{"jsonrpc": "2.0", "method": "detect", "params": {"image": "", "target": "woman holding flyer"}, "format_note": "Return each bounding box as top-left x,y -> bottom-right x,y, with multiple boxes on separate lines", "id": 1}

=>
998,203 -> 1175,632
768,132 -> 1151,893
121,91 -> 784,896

▬▬▬▬▬▬

Copy the records above line for line, without altering anything.

{"jsonrpc": "2.0", "method": "detect", "params": {"image": "", "target": "woman holding flyer"}, "format_note": "Return each bounding box as top-left x,y -> bottom-right x,y, with multiple boxes on separate lines", "id": 1}

=>
998,203 -> 1175,632
768,132 -> 1151,893
121,91 -> 784,896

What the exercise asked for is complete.